• _Petit problème 1_
D'après l'extrait, en quoi consistait l'épreuve du « martyre blanc » à laquelle s'essayaient les Condormants ?

Je ne sais si depuis la paralysie et l’impuissance du jeune homme ont pu disparaître, et si l’interdiction de l’évêque a pu être levée. Mais ce fait me semble significatif d’une position ecclésiale inflexible, qui n’est pas propre d’ailleurs au catholicisme.
Mais de quoi se mêlent les religions en l’espèce ? D’abord subordonner l’amour à la seule sexualité réalisée est le réduire bien souvent : les partisans de la Fin’amor, au Moyen-âge, cherchaient souvent dans l’épreuve de la chasteté volontaire un moyen de sublimer les pulsions par quoi l’homme tient de l’animal. Pensons aussi aux Condormants, qui à la même époque s’essayaient au « martyre blanc », épreuve consistant à coucher avec un partenaire de l’autre sexe pour vérifier si l’on était capable de garder la continence. Ou pensons encore, dans un autre contexte, au syneisaktisme des Pères du Désert, forme d’ascèse consistant en la cohabitation chaste avec une personne de sexe différent, dans le but de surmonter ses tentations charnelles.
Là est l’essence de tout l’amour courtois, qu’il ne faut pas balayer d’un revers de main, pas plus que l’amour dit « platonique ». Et d’ailleurs, l’Église elle-même ne fait-elle pas l’éloge de la virginité, avec son culte marial ?

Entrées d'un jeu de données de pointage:
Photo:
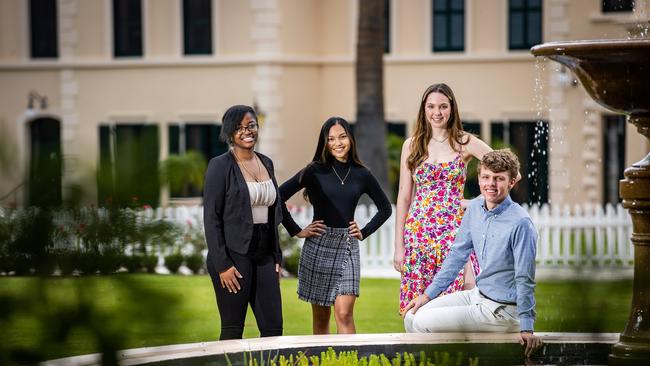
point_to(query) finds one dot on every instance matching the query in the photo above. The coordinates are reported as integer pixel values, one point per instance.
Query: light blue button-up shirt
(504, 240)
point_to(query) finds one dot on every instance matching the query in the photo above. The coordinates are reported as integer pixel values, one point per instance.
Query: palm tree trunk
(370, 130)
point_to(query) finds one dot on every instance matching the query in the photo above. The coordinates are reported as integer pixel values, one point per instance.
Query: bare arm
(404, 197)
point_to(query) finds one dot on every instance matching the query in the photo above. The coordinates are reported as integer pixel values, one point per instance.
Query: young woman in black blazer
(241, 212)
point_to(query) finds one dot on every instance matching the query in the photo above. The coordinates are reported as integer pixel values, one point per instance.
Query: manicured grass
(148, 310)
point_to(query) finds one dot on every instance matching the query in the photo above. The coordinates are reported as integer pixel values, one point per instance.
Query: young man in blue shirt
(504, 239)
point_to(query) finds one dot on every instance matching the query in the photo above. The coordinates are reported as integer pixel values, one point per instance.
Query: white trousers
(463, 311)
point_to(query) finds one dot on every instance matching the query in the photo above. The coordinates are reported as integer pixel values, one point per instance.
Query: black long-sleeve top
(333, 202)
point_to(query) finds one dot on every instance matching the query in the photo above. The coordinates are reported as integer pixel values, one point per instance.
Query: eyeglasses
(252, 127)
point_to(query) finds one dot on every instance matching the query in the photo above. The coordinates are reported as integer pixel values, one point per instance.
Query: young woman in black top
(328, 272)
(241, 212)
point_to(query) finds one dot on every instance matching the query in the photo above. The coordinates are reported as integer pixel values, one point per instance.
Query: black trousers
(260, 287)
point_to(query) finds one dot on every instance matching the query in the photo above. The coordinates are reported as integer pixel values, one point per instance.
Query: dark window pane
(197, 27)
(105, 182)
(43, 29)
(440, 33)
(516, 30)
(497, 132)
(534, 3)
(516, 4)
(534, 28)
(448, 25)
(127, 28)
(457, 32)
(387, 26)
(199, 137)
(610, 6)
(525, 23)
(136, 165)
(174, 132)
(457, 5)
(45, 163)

---

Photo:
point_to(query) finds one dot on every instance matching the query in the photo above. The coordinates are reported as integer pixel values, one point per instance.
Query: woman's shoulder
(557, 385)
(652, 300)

---

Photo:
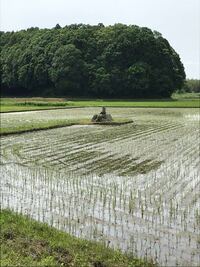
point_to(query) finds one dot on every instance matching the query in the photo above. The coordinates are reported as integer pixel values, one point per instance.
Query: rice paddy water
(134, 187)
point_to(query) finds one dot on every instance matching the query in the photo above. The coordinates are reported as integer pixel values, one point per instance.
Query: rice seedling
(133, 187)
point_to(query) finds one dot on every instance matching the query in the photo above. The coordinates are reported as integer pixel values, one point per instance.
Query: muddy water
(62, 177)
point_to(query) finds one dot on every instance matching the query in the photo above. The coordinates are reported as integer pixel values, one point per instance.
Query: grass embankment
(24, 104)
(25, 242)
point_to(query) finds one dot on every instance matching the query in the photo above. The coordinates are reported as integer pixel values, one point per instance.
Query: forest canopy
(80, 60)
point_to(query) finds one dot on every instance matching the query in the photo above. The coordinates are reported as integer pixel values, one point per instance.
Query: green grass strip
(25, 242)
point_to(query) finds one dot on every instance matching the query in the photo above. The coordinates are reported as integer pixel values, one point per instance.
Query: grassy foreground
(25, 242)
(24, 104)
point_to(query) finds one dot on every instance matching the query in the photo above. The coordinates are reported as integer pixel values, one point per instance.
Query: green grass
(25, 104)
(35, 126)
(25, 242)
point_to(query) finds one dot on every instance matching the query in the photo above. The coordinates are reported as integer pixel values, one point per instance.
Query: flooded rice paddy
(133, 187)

• _Petit problème 2_
Rassemblez chaque ligne de la liste qui contient la chaîne « shirt », en tenant compte de la casse.

• _Résultat de l'exercice 1_
Elle consistait à coucher avec un partenaire de l'autre sexe pour vérifier si l'on était capable de garder la continence.

• _Résultat de l'exercice 2_
Query: light blue button-up shirt
Query: young man in blue shirt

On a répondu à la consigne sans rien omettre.